## Begin Records supplied

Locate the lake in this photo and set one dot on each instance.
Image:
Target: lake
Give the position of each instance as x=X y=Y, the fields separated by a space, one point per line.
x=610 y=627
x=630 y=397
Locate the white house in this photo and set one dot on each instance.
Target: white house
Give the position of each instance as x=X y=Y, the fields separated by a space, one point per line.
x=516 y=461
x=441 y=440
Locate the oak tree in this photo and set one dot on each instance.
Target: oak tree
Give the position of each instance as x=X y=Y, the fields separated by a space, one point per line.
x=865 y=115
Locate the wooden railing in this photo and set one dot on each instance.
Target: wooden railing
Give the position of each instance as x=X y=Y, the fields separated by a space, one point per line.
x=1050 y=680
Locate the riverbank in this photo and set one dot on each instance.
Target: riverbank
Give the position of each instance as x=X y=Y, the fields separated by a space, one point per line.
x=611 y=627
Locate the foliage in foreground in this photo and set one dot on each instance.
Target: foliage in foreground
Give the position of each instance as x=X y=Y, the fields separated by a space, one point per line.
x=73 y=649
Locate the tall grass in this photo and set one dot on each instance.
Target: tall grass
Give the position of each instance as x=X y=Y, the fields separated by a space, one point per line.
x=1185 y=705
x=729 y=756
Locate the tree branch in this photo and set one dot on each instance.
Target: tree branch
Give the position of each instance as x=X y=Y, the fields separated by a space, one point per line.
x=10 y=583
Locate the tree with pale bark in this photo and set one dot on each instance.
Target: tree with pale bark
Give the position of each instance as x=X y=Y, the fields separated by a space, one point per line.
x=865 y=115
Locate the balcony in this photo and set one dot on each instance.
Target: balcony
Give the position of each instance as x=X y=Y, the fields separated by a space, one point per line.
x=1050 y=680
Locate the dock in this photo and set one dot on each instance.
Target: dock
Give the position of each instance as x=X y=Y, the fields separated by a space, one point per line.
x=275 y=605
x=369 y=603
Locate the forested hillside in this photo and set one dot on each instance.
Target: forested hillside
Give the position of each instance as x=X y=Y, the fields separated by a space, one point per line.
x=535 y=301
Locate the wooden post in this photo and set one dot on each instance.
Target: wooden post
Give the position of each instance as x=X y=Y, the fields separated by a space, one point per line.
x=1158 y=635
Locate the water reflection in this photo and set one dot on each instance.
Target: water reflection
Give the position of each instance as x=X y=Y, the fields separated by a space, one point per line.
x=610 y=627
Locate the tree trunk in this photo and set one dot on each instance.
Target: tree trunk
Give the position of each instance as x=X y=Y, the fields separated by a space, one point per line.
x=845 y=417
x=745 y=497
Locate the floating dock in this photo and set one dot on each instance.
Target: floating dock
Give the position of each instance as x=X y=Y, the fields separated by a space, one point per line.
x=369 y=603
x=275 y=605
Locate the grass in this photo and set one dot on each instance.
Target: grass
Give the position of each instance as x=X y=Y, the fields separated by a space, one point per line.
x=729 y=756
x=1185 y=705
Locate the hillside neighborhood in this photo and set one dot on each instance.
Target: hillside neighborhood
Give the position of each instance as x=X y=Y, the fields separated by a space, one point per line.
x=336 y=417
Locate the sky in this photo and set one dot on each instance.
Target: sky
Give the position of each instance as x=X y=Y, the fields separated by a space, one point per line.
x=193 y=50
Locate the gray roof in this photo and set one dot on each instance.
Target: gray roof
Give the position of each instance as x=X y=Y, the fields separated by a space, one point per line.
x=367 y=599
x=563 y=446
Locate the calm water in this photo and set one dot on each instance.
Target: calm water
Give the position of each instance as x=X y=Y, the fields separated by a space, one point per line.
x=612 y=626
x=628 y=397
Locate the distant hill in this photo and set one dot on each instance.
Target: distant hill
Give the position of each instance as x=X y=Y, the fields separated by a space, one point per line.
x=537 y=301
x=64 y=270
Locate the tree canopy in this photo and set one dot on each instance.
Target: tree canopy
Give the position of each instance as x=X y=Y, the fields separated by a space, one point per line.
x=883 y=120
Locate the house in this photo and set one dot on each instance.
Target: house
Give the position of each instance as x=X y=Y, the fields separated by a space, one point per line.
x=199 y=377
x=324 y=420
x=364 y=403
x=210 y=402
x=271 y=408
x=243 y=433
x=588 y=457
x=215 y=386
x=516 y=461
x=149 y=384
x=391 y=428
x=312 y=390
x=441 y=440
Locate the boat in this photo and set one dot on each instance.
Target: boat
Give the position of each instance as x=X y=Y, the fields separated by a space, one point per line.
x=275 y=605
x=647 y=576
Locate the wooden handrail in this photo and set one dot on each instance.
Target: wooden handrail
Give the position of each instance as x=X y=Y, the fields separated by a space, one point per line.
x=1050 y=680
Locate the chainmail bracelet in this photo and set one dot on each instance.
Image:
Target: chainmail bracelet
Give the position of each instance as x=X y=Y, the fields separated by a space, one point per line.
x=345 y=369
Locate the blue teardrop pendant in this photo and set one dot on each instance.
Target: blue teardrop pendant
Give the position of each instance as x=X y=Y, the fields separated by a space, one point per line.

## End Records supplied

Write out the complete set of records exactly as given.

▶ [Complete output]:
Locate the lake in this photo and set one dot on each instance.
Image:
Target: lake
Give the position of each instance as x=X y=Y, the fields separated by a space, one point per line.
x=610 y=627
x=630 y=397
Locate the white house in this photo and set one dot on each instance.
Target: white house
Give the position of each instance as x=X y=Y, the fields separated by a space, one point per line.
x=516 y=461
x=441 y=440
Locate the oak tree in this photo and set one dot on each instance.
Target: oak tree
Give the position of each instance as x=X y=Y, the fields separated by a space, one point per line.
x=865 y=115
Locate the wooden railing in this photo and set one dot on each instance.
Target: wooden railing
Give the position of each instance as x=X y=Y, the fields separated by a space, one point per line.
x=1050 y=680
Locate the riverbank in this photo and set one dot on each instance.
Target: riverbank
Give the position of each instance as x=X y=Y, the fields separated by a space, one point per line.
x=611 y=627
Locate the foliage in foreground in this photo and set one dot on each instance.
Target: foliage in foreground
Give the position of each instance as x=X y=Y, the fields separated by a space, one point per line.
x=73 y=649
Locate the tall grass in this photo and set one dot on each instance.
Target: tall grass
Give the position of each instance as x=X y=Y, the fields separated by a space, one point per line.
x=1185 y=705
x=729 y=756
Locate the tree branch in this photo and set one dot on each instance.
Target: tree branch
Give the position of each instance as x=X y=Y, the fields separated by a space, one point per line.
x=10 y=583
Locate the tree with pale bark in this photo and set one dot on each instance.
Target: tree with pale bark
Give the position of each instance as x=X y=Y, the fields separated by a space, one point per line.
x=865 y=115
Locate the balcony in this photo and set one dot on each instance.
Target: balcony
Give the position of each instance as x=X y=Y, the fields separated by a space, one point per line.
x=1050 y=680
Locate the dock in this photo and set one dot on each instance.
Target: dock
Give the position of each instance as x=X y=Y, the fields separated by a space, one point per line.
x=275 y=605
x=369 y=603
Locate the forested hillside in this photo and set one dot on each instance.
Target: forested hillside
Give the position of each instance as x=X y=Y, the fields separated by a space, one point per line.
x=535 y=301
Locate the wooden post in this photo and set one dot on each instance.
Target: wooden post
Give the position of each instance as x=X y=Y, the fields separated by a space, one point per line.
x=1158 y=635
Locate the water reflection in this photo and set one dot on each instance.
Target: water reflection
Give the position of each instance as x=X y=Y, the fields separated by a space, one point per line.
x=610 y=627
Locate the tree trunk in this photo and set one dot on each instance.
Target: tree trunk
Give the position of each instance as x=X y=Y, the fields separated by a space, one point per line.
x=845 y=417
x=745 y=497
Locate the floating dock in this photo and set one dot on each instance.
Target: floating dock
Give the position of each instance as x=X y=Y, the fields separated by a space, one point per line.
x=369 y=603
x=275 y=605
Locate the grass in this photo and set one dot on each instance.
Target: grass
Give the position of each instance as x=X y=Y, the fields separated by a space, one point per line.
x=729 y=756
x=1185 y=705
Locate the hillside neighborhood in this photo and set one dot on each instance.
Target: hillside neighborhood
Give the position of each instance as x=X y=Y, the fields separated by a space, one point per line.
x=336 y=417
Locate the sky in this photo and set one dot on each instance.
Target: sky
Give the position of each instance as x=X y=Y, the fields separated by a space, one point per line.
x=193 y=50
Locate the gray roof in this photo and set one dot on each instance.
Target: gray roof
Give the position of each instance as x=X y=Y, the fields separated by a space, one point per line.
x=367 y=599
x=563 y=446
Locate the calm water in this photo and set one dot on each instance.
Target: calm water
Give the position of each instance as x=X y=Y, the fields separated by a space, one point per line.
x=612 y=626
x=628 y=397
Locate the distant hill in this photo and set one dot on each instance.
Target: distant hill
Give the position of each instance as x=X y=Y, the fields separated by a space, one point per line.
x=537 y=301
x=64 y=270
Locate the tree canopy in this photo and set one dot on each instance.
Target: tree canopy
Give the position of each instance as x=X y=Y, the fields separated by a space, one point per line.
x=883 y=120
Locate the house in this photo and set one dot on each instance.
Target: house
Give the position of each instance as x=X y=Y, the fields separated by a space, one point per line.
x=199 y=377
x=324 y=420
x=364 y=403
x=210 y=402
x=271 y=408
x=243 y=433
x=588 y=457
x=215 y=386
x=516 y=461
x=149 y=384
x=391 y=428
x=312 y=390
x=441 y=440
Locate the boat in this photo and set one dot on each instance.
Target: boat
Give the position of each instance as x=X y=Y, the fields separated by a space, one point per line.
x=275 y=605
x=647 y=576
Locate the wooden handrail in this photo and set one dot on each instance.
Target: wooden handrail
Give the position of each instance as x=X y=Y, the fields separated by a space, one point per line.
x=1050 y=680
Locate the chainmail bracelet in this photo and set one dot on each instance.
Image:
Target: chainmail bracelet
Give the position of each instance as x=X y=Y, the fields separated by a space, one point per line.
x=345 y=369
Locate the blue teardrop pendant in this photo and set one dot on each instance.
Target: blue teardrop pendant
Give the position of each instance as x=X y=Y, the fields separated by a space, one point per line.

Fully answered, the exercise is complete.